GOAL OF THE EXERCISE> Copy out the listing below word for word, but leave out the pictures.
☆ ☆ ☆ ☆ ☆ ☆ ☆
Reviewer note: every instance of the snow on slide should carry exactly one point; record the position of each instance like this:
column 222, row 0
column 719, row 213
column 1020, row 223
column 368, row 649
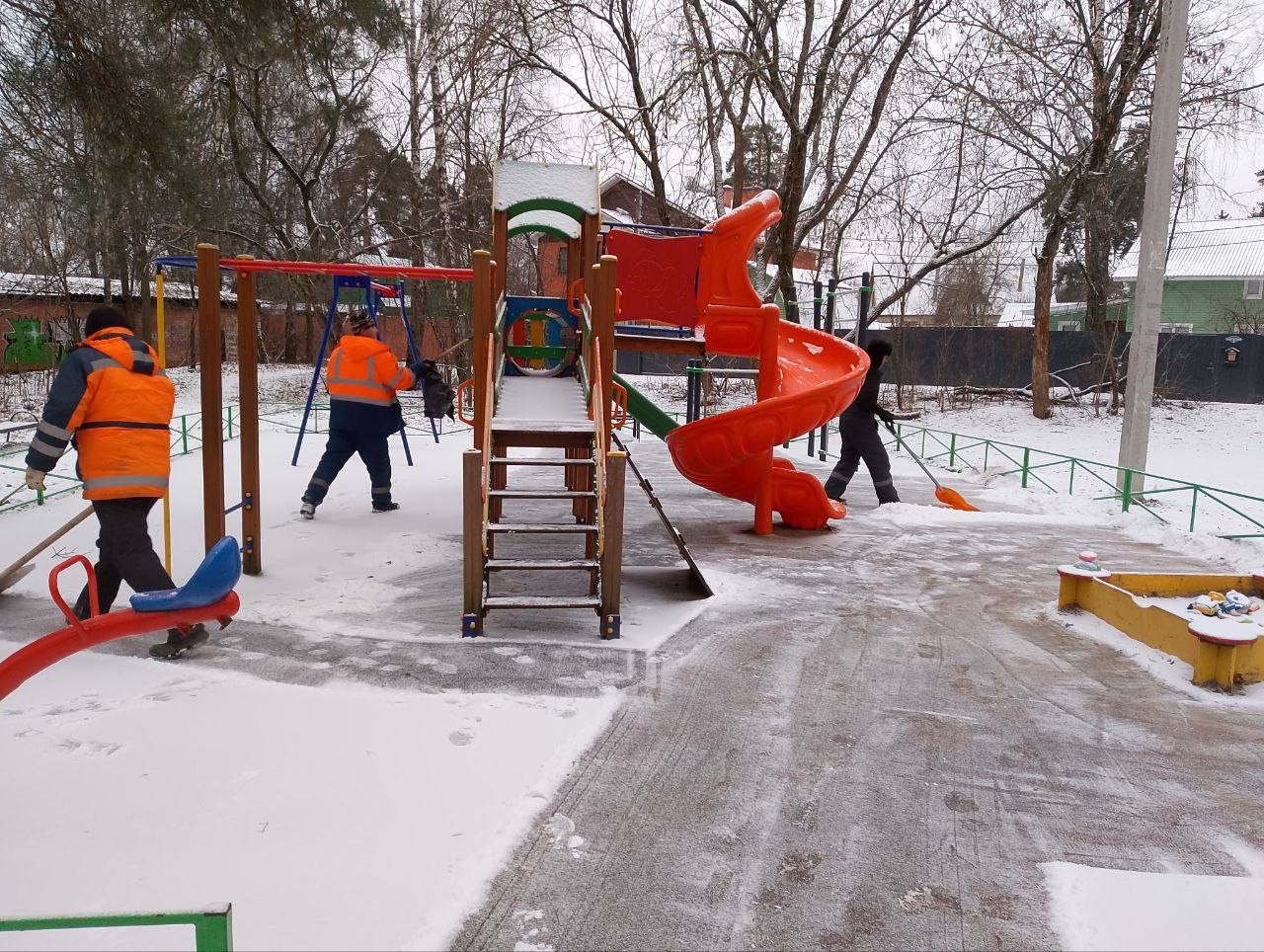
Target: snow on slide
column 334, row 817
column 818, row 378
☆ ☆ ☆ ☆ ☆ ☆ ☆
FINISHED TASK>
Reviewer note: every instance of the snow on slide should carry exactly one point; record the position of each instance like this:
column 222, row 0
column 719, row 213
column 1020, row 223
column 368, row 649
Target: snow on slide
column 334, row 817
column 818, row 378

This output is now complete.